**RECORDED INFORMATION:**
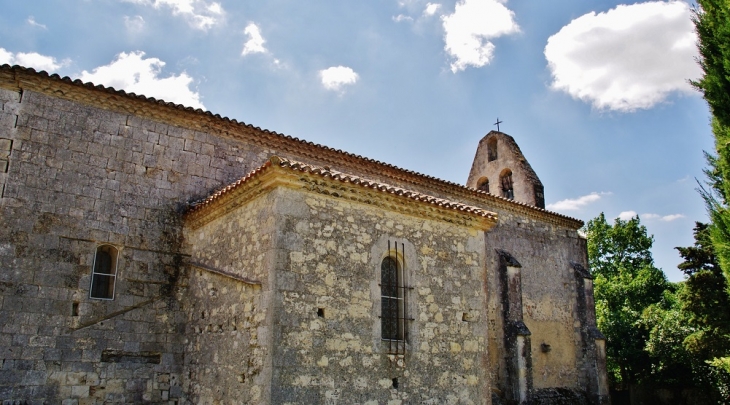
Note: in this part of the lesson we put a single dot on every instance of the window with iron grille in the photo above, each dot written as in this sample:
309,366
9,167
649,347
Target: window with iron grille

**GIVEN EXERCISE:**
Please reproduce the lines above word for word, leaving out the picture.

**WRITTEN SOLUTION:**
Note: in this part of the lesson we put a single dot on every instance of the window with iron grille in the photo above, each dot written as in this sample:
309,366
9,167
649,347
Target: window with iron grille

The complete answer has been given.